___ Records for the exercise

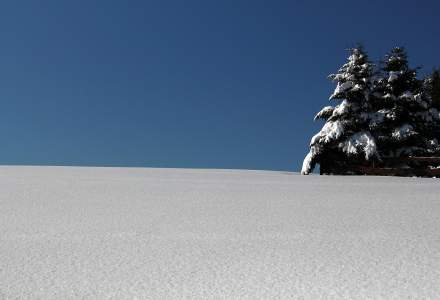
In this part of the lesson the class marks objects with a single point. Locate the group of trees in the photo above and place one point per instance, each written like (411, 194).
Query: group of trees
(383, 112)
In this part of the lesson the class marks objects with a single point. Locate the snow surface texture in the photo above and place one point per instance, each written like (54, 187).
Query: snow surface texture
(115, 233)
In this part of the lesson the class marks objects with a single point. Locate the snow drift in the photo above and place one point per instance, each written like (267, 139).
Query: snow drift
(99, 233)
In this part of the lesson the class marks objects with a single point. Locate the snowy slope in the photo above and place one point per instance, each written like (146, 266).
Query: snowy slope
(115, 233)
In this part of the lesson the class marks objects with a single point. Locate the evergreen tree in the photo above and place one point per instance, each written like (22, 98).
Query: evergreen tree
(403, 122)
(345, 132)
(433, 88)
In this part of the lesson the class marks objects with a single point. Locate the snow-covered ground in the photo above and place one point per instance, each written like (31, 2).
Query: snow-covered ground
(121, 233)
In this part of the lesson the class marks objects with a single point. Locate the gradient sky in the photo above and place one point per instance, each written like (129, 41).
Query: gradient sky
(198, 84)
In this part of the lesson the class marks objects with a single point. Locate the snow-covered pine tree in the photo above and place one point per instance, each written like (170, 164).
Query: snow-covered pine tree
(403, 121)
(432, 83)
(432, 88)
(345, 132)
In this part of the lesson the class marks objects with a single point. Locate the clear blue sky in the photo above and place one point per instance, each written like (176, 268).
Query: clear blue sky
(200, 84)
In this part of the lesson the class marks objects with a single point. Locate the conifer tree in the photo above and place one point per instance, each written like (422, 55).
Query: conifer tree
(402, 122)
(345, 132)
(433, 88)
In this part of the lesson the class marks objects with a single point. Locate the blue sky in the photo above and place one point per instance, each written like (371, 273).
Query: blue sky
(199, 84)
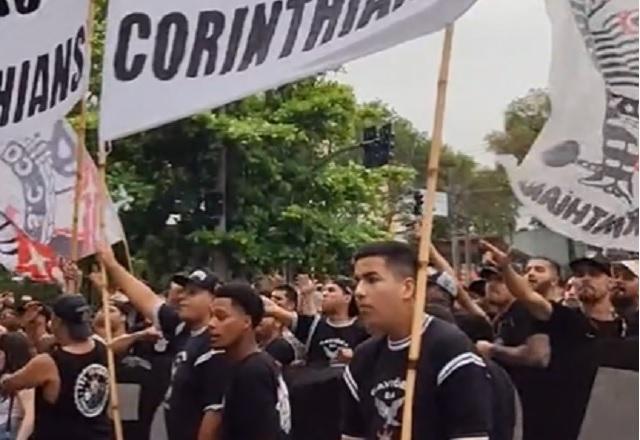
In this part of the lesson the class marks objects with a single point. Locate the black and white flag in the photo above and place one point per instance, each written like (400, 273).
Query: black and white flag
(580, 178)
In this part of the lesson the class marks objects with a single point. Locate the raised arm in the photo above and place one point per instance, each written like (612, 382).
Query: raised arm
(462, 296)
(39, 371)
(141, 296)
(273, 310)
(307, 303)
(539, 307)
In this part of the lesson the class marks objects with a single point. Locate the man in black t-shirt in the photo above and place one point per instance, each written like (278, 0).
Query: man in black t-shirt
(331, 337)
(256, 402)
(625, 294)
(194, 398)
(579, 340)
(453, 390)
(269, 337)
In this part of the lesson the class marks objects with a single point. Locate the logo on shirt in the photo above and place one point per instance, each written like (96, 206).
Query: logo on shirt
(283, 407)
(91, 390)
(178, 360)
(332, 346)
(388, 397)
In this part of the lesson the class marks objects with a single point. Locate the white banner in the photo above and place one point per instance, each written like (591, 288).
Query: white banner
(44, 65)
(165, 60)
(580, 178)
(38, 175)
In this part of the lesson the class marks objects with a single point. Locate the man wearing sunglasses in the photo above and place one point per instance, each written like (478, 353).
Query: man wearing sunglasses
(194, 400)
(581, 340)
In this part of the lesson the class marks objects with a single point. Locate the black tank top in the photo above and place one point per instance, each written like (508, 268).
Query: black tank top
(80, 413)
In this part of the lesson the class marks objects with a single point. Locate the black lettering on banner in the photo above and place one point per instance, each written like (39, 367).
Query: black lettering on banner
(378, 7)
(550, 197)
(598, 213)
(165, 69)
(23, 84)
(532, 190)
(27, 6)
(210, 27)
(632, 225)
(6, 91)
(22, 6)
(261, 34)
(349, 18)
(143, 23)
(61, 71)
(562, 205)
(612, 224)
(40, 87)
(327, 13)
(578, 214)
(78, 58)
(297, 6)
(239, 17)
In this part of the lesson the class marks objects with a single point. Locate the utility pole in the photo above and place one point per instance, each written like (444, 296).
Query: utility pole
(453, 230)
(220, 261)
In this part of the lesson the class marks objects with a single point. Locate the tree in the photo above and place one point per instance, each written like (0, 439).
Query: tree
(524, 119)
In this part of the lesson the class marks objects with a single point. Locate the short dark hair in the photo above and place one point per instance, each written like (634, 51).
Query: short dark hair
(290, 292)
(244, 296)
(554, 264)
(348, 288)
(398, 255)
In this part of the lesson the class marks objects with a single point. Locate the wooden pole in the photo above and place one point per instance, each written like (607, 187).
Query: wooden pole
(101, 205)
(80, 150)
(425, 236)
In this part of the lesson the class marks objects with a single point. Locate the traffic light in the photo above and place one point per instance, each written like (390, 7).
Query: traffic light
(377, 145)
(418, 198)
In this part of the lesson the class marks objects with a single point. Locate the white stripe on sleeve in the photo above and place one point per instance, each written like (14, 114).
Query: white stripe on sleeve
(459, 361)
(351, 383)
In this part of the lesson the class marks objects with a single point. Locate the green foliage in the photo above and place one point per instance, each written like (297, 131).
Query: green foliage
(524, 119)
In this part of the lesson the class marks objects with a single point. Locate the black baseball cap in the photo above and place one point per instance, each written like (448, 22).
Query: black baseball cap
(596, 262)
(201, 278)
(445, 282)
(74, 311)
(487, 272)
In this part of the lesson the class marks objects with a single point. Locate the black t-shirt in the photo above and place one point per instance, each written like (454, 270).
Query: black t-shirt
(504, 402)
(256, 404)
(281, 350)
(199, 376)
(577, 347)
(80, 411)
(452, 395)
(323, 339)
(143, 373)
(514, 326)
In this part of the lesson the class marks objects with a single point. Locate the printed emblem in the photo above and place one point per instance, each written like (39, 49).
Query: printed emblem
(91, 390)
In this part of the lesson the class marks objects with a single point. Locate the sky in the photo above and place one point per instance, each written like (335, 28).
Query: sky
(501, 49)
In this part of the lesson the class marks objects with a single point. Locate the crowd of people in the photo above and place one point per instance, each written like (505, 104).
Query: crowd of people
(324, 357)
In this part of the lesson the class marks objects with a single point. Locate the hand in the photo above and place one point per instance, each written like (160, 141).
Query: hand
(484, 348)
(150, 334)
(98, 280)
(495, 256)
(104, 254)
(269, 306)
(305, 284)
(344, 355)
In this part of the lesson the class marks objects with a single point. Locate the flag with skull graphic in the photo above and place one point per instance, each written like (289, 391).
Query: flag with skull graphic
(580, 177)
(38, 175)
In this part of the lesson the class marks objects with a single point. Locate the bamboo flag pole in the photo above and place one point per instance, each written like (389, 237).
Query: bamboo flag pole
(80, 149)
(101, 206)
(425, 235)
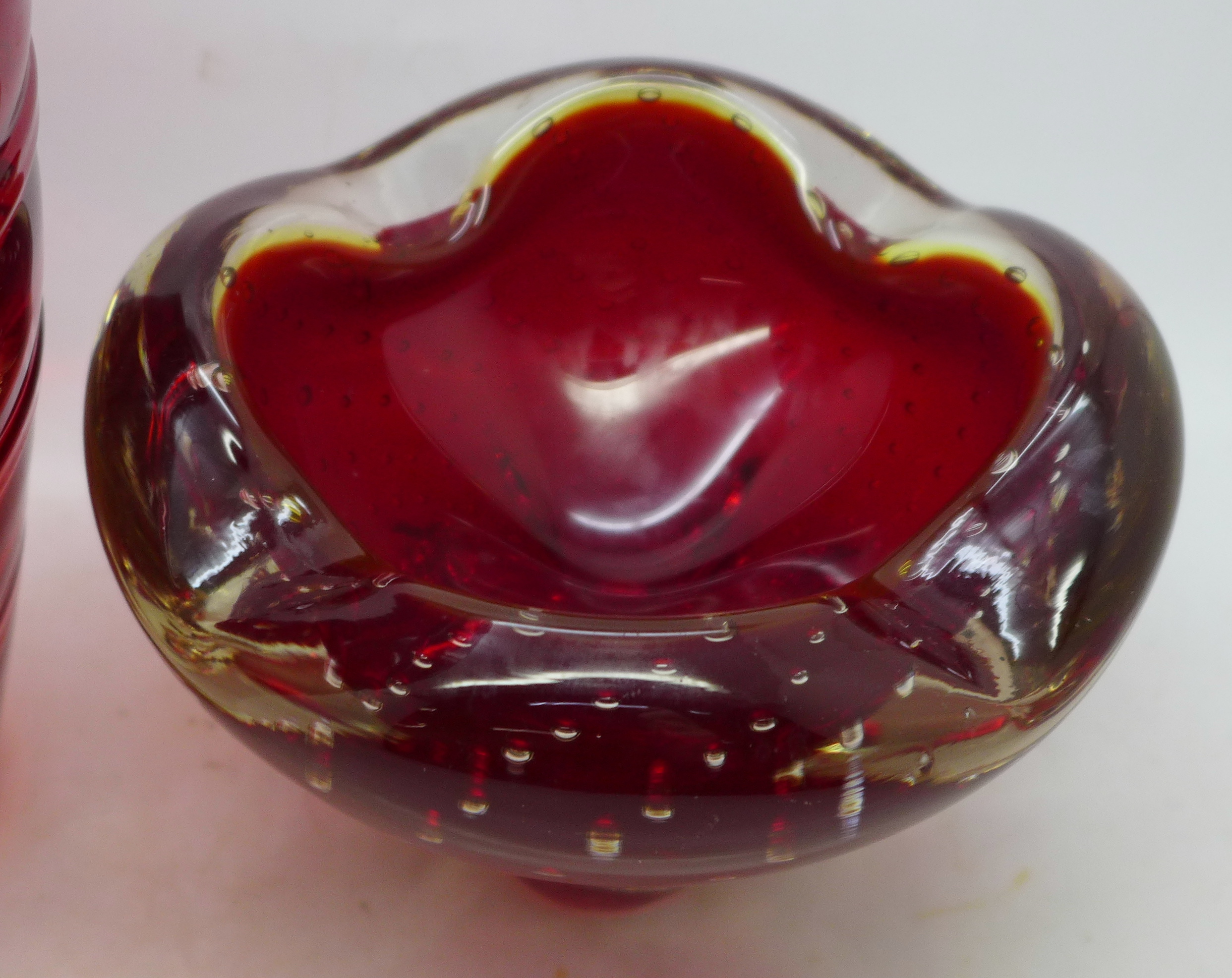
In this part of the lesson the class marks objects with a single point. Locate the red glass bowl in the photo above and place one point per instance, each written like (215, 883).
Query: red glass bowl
(629, 476)
(21, 271)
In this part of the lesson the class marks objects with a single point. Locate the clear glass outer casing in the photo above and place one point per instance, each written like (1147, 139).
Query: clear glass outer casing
(20, 286)
(619, 738)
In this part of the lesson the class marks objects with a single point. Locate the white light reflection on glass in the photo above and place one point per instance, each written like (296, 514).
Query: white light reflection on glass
(694, 489)
(613, 401)
(552, 678)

______

_Request_
Everything from the line containing "like (289, 391)." through the last line of the entries is to be output exactly as written, minus any pictures.

_Worked solution_
In this part of the lesson the class marks objects with a single point. Locate the flag with skull graphic in the photo above and place one point per instance, each written like (289, 391).
Query: flag with skull graphic
(580, 177)
(38, 175)
In this part of the lesson the class marks objects with a single point. Locate the bamboo flag pole in the photo above and place one point per instance, each written like (389, 237).
Query: bamboo flag pole
(80, 149)
(101, 206)
(425, 235)
In this part of the lesson the class marks objects with a single point. Locate the red glass bowl in the photo above and place one point per instance, each written like (215, 883).
Query: red glass bowl
(629, 476)
(21, 271)
In this part of the lesson the class marks objects with a single point. Locate the clear glass outer casing in the photo above and place one point per instance, each written like (1147, 139).
Query: clear glass outer casing
(20, 286)
(619, 738)
In this part of the lesson the class marks objects with a single point. Locate the white light reflection on glass in the photo above and place one point per instance, each written like (296, 514).
Query: white light reflection on glass
(694, 489)
(613, 401)
(552, 678)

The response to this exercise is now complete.